◆ What you will do: Report every line in the lines below that contains the word "clipboard", copying each one in full.

◆ Records for this task:
<<<<
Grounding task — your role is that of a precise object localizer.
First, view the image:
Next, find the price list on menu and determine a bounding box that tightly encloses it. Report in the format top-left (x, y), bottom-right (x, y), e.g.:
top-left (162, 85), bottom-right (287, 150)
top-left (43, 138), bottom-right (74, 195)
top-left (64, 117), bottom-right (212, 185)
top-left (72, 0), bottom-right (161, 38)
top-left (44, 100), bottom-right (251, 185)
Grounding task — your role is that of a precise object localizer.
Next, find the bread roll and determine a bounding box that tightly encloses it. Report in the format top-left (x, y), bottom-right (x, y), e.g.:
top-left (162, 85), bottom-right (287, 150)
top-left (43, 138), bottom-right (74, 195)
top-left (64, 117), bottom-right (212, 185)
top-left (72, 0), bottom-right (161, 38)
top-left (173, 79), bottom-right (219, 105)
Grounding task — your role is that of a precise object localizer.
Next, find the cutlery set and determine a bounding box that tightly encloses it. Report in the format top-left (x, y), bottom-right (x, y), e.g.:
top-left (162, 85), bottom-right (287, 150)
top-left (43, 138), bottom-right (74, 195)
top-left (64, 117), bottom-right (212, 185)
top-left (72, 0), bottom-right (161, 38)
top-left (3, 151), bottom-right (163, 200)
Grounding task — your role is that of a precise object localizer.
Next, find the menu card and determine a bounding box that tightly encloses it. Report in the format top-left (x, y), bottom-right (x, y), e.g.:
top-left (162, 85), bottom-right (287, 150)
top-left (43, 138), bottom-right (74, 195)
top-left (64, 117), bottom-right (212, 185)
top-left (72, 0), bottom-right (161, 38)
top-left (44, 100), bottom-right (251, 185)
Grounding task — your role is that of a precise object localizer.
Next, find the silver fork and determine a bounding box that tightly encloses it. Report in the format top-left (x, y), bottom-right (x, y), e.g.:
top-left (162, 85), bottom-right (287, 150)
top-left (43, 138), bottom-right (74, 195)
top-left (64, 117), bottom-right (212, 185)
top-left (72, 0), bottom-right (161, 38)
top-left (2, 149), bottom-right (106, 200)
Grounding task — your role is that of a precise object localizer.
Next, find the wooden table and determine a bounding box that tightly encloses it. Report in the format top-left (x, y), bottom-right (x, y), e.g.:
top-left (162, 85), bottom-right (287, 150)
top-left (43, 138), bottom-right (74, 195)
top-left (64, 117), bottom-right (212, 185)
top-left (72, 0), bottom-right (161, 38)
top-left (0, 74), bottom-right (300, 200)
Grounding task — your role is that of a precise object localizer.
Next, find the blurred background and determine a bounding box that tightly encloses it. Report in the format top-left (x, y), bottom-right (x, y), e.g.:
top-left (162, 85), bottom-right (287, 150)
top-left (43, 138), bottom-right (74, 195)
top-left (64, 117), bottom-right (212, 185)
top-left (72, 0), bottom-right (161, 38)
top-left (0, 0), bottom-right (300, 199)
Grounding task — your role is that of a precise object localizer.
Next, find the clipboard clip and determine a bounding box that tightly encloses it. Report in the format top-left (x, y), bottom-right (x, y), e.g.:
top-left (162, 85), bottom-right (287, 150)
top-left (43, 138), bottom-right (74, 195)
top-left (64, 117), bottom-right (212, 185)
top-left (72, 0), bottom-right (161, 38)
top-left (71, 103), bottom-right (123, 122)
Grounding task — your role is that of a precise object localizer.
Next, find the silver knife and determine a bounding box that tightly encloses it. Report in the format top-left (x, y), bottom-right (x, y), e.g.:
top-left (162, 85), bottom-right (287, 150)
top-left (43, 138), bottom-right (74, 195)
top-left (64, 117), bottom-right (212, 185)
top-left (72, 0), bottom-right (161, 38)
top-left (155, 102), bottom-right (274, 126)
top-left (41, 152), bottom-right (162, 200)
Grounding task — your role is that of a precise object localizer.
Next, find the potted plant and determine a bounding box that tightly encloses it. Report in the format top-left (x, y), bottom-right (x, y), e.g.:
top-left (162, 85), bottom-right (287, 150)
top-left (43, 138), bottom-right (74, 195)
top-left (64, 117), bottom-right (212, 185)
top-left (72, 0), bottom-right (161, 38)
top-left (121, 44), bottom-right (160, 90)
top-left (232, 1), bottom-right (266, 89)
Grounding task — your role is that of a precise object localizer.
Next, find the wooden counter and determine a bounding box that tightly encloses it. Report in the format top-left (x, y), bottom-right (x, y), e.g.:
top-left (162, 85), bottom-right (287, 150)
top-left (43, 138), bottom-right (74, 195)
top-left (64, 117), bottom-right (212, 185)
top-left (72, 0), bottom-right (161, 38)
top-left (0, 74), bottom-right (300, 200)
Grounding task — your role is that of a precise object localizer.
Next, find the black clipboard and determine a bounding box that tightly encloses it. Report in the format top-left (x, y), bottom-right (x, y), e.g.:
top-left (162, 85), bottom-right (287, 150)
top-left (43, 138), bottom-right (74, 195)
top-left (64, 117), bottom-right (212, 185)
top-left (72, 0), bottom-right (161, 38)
>>>>
◆ Exercise answer:
Next, find the clipboard clip and determine a bounding box that tightly encloses it. Report in the format top-left (x, y), bottom-right (x, y), e.g.:
Next, find the black clipboard and determine a bounding box that tightly encloses it. Report in the format top-left (x, y), bottom-right (x, y), e.g.:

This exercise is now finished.